EXERCISE REQUIREMENTS:
A) Write out the part of the linked list notes that opens with the words containing "Lists may use" and closes with "membership search (singly)".
B) According to the linked list notes, what are sentinels used for?

PAGE TEXT:
::::

They are poor for random access and binary search (no indexing); many search problems are better served by arrays, hash tables, or balanced trees depending on the need for order and operations.

Definition and Formalism

A singly linked list node:

struct Node { value: T, next: Node* }

A doubly linked list node:

struct Node { value: T, next: Node*, prev: Node* }

Lists may use sentinels (dummy head/tail nodes) to simplify edge cases. A search over values uses a predicate P(x) (e.g., x == key).

Baseline invariants

  • Sequential scan maintains: nodes before cur have been examined and do not satisfy P.

  • If using a predecessor pointer, maintain prev.next == cur in singly lists.

Sequential membership search (singly)

function FIND(head, key):
    cur = head
    while cur ≠ NIL:
        if cur.value == key: return cur
        cur = cur.next
    return NIL

Find with predecessor (for deletion by value, singly)

function FIND_WITH_PREV(head, key):
    prev = NIL
    cur  = head
    while cur ≠ NIL and cur.value ≠ key:
        prev = cur
        cur = cur.next
    return (prev, cur)   // cur may be NIL if not found

Removing (first) match:

function REMOVE_BY_VALUE(head_ref, key):
    (prev, cur) = FIND_WITH_PREV(head_ref.value, key)
    if cur == NIL: return false
    if prev == NIL:                // removing head
        head_ref.value = cur.next
    else:
        prev.next = cur.next
    free(cur); return true

Doubly linked removal (faster once node known)

Given a node handle x, you can unlink in O(1):

function UNLINK_DLL(x):
    if x.prev ≠ NIL: x.prev.next = x.next
    if x.next ≠ NIL: x.next.prev = x.prev
    free(x)

Properties and Relationships

  • No indexing: access by position k requires Θ(k) traversal.

  • Stable references: nodes keep addresses as long as they remain linked; good for external handles/iterators.

  • Cache behavior: pointer-chasing is cache-unfriendly compared to arrays’ contiguous storage.

  • Order awareness: if the list is known to be sorted, early termination is possible when cur.value > key under a strict order.

::::

COLLECTED MATERIAL:
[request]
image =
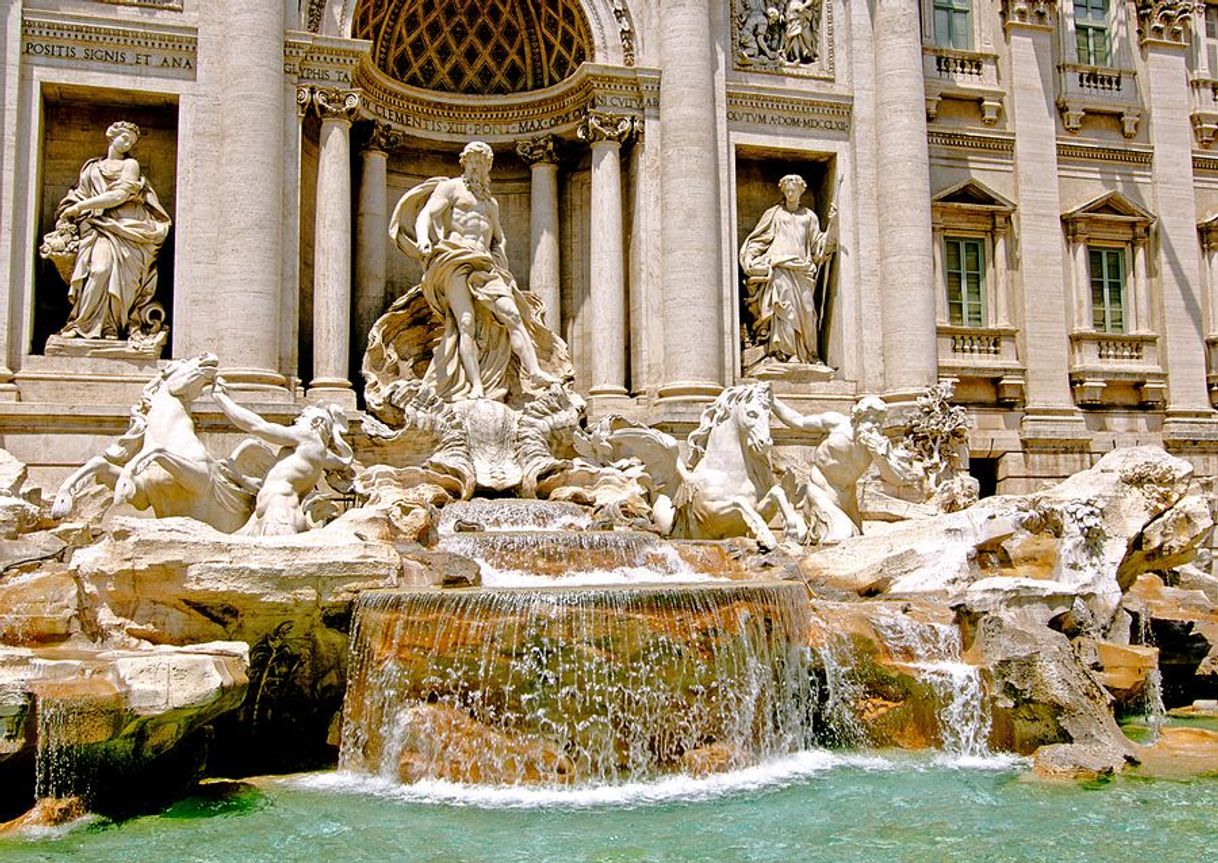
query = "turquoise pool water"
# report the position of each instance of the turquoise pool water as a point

::::

ANSWERS FOR THIS EXERCISE:
A)
Lists may use sentinels (dummy head/tail nodes) to simplify edge cases. A search over values uses a predicate P(x) (e.g., x == key).

Baseline invariants

  • Sequential scan maintains: nodes before cur have been examined and do not satisfy P.

  • If using a predecessor pointer, maintain prev.next == cur in singly lists.

Sequential membership search (singly)

B) Sentinels are dummy head/tail nodes used to simplify edge cases.